Reproduce each of the following entries word for word.

== Provided records ==

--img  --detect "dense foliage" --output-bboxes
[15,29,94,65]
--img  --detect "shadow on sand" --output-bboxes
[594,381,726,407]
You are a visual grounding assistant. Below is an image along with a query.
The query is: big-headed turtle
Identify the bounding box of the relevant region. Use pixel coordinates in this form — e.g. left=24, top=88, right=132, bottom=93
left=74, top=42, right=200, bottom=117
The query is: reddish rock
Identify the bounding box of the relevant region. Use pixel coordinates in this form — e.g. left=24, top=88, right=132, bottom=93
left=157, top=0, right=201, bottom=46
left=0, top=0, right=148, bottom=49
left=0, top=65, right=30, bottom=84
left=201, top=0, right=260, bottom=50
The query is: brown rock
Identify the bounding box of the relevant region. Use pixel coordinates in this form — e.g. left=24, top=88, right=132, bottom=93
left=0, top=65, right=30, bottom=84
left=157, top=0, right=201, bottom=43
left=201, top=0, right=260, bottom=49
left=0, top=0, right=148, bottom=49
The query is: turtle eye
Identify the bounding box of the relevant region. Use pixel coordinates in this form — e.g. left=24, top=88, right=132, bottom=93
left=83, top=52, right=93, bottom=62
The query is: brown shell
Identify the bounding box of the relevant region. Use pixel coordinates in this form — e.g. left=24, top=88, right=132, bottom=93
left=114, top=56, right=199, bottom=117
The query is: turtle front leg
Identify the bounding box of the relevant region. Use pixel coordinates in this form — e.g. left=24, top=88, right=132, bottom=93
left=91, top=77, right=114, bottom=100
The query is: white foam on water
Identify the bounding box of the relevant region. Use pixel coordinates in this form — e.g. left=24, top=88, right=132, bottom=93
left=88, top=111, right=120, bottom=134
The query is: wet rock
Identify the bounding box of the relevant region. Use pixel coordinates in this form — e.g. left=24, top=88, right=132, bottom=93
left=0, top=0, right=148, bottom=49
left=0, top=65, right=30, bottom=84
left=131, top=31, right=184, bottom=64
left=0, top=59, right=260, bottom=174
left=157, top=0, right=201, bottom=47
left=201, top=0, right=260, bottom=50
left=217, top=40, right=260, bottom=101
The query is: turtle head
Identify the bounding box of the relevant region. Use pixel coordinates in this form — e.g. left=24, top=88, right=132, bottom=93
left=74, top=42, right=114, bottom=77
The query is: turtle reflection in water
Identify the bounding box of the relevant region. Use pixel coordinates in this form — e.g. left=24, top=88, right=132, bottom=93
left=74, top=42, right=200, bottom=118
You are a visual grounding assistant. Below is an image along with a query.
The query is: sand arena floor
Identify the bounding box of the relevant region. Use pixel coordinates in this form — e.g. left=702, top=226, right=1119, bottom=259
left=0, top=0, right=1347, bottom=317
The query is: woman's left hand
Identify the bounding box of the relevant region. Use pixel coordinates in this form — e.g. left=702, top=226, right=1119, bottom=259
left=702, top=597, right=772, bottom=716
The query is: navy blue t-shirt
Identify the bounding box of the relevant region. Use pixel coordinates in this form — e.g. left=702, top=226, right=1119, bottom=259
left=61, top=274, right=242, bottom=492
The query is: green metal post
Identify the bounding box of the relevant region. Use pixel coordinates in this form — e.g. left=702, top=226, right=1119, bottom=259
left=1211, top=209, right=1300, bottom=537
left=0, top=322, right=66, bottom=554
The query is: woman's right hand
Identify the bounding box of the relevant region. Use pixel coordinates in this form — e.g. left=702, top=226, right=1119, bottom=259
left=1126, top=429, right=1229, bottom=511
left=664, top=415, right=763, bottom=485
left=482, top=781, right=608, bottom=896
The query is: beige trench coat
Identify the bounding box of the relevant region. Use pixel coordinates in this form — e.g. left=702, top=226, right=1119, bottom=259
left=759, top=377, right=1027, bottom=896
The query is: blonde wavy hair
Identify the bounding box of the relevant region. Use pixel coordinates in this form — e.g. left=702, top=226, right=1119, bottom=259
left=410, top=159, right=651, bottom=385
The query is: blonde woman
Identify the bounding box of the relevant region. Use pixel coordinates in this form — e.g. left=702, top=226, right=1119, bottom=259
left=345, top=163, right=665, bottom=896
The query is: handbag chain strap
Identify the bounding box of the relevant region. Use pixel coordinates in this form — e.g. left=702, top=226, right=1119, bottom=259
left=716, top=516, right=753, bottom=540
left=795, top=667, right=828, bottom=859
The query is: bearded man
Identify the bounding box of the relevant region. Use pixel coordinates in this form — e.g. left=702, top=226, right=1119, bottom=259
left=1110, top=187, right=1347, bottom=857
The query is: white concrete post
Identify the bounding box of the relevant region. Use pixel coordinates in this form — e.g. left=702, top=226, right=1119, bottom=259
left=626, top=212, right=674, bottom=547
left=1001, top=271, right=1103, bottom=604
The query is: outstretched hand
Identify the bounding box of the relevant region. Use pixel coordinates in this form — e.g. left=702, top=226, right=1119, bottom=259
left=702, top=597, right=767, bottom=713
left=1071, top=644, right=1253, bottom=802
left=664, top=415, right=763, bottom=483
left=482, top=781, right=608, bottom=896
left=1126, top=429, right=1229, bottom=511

===

The solution:
--img  --detect "dense foliage" --output-bboxes
[15,29,94,65]
--img  --detect "shadow on sand" --output-bboxes
[594,381,726,407]
You are a visual grounding assistant. Below is an image along with a query.
The query is: big-headed turtle
Identify the bounding box of the relevant region. Use pixel coordinates in this form — e.g. left=24, top=88, right=132, bottom=93
left=74, top=42, right=200, bottom=117
The query is: reddish rock
Identify the bounding box of the relevant region. Use pixel coordinates in this form — e.g. left=24, top=88, right=132, bottom=93
left=157, top=0, right=201, bottom=46
left=0, top=0, right=148, bottom=49
left=0, top=65, right=30, bottom=84
left=201, top=0, right=260, bottom=50
The query is: brown rock
Identify the bounding box of the relevant region. Use pixel coordinates in this form — e.g. left=24, top=88, right=132, bottom=93
left=0, top=65, right=30, bottom=84
left=157, top=0, right=201, bottom=43
left=201, top=0, right=260, bottom=49
left=0, top=0, right=148, bottom=49
The query is: turtle eye
Identify the bounding box of the relevant region. Use pixel coordinates in this form — e.g. left=24, top=88, right=132, bottom=93
left=83, top=52, right=93, bottom=62
The query is: brown shell
Identify the bounding box of the relevant region. Use pixel coordinates in this form — e.g. left=24, top=88, right=132, bottom=93
left=114, top=56, right=199, bottom=117
The query is: turtle front leg
Identify the bounding box of the relevant region. Use pixel coordinates in this form — e.g. left=24, top=88, right=132, bottom=93
left=91, top=77, right=114, bottom=100
The query is: white foam on water
Identify the bounding box of the relevant region. Use pixel coordinates in this form — e.g. left=24, top=88, right=132, bottom=93
left=88, top=111, right=120, bottom=134
The query is: wet rock
Identify the bounding box of the relevant region. Use pixel coordinates in this form — e.g. left=24, top=88, right=132, bottom=93
left=0, top=0, right=148, bottom=49
left=0, top=65, right=30, bottom=84
left=131, top=31, right=184, bottom=64
left=0, top=59, right=260, bottom=174
left=157, top=0, right=201, bottom=47
left=201, top=0, right=260, bottom=50
left=217, top=40, right=260, bottom=101
The query is: turtle head
Identify the bounding box of the relevant region. Use pixel coordinates in this form — e.g. left=24, top=88, right=132, bottom=93
left=74, top=42, right=114, bottom=77
The query is: turtle reflection in water
Identify the bounding box of the relevant region. Use pixel coordinates in this form — e.g. left=24, top=88, right=132, bottom=93
left=74, top=42, right=200, bottom=118
You are a visual grounding assistant. Below is an image along with a query.
The query is: sand arena floor
Identify the bounding box of the relevant region. Use pixel coordinates in this form — e.g. left=702, top=226, right=1119, bottom=259
left=0, top=0, right=1347, bottom=317
The query is: woman's left hand
Identify the bounding box of the relevant region. Use pixel coordinates in this form — e.g. left=702, top=226, right=1119, bottom=259
left=702, top=597, right=772, bottom=716
The query is: navy blue t-shirt
Identify the bounding box of the relevant region. Use pixel coordinates in this form — e.g. left=702, top=226, right=1119, bottom=259
left=61, top=274, right=242, bottom=492
The query is: green metal post
Identify the bounding box of the relevant region. Use pixel coordinates in this form — e.g. left=702, top=226, right=1119, bottom=259
left=1211, top=209, right=1300, bottom=537
left=0, top=322, right=66, bottom=554
The query is: woman's right hand
Identify the bounding box of the relevant region. Use pixel coordinates in this form — e.g. left=702, top=226, right=1119, bottom=259
left=1126, top=429, right=1229, bottom=511
left=664, top=415, right=763, bottom=485
left=482, top=781, right=608, bottom=896
The query is: beige trench coat
Identify the bounding box of the relevant region. Use pixel coordinates in this form — e.g. left=702, top=226, right=1119, bottom=259
left=759, top=377, right=1027, bottom=896
The query is: blonde wavy hair
Identify the bounding box of the relevant region. Use pixel coordinates in this form — e.g. left=702, top=226, right=1119, bottom=259
left=410, top=159, right=651, bottom=385
The query is: blonde woman
Identify the bounding box of the relevant region. Use pixel coordinates in this form — e.g. left=702, top=226, right=1119, bottom=259
left=345, top=163, right=665, bottom=896
The query is: handbag chain strap
Identify the bounding box of the relevant region. Use pixel coordinates in this form — e.g. left=702, top=226, right=1119, bottom=259
left=716, top=516, right=753, bottom=540
left=795, top=667, right=828, bottom=859
The query is: bearded man
Identify the bounding box of the relevant region. Use pixel coordinates in this form — e.g. left=702, top=226, right=1119, bottom=259
left=1110, top=187, right=1347, bottom=857
The query is: white concrete post
Identify the bounding box of the relevant region. Use pixel coordinates in this form — e.g. left=702, top=226, right=1119, bottom=259
left=626, top=212, right=674, bottom=547
left=1001, top=271, right=1103, bottom=604
The query is: outstretched hand
Identify the bounding box of the relevant region. Use pixel coordinates in this form — e.g. left=702, top=226, right=1119, bottom=259
left=702, top=597, right=767, bottom=713
left=1071, top=644, right=1253, bottom=802
left=664, top=415, right=763, bottom=483
left=482, top=781, right=608, bottom=896
left=1126, top=429, right=1229, bottom=511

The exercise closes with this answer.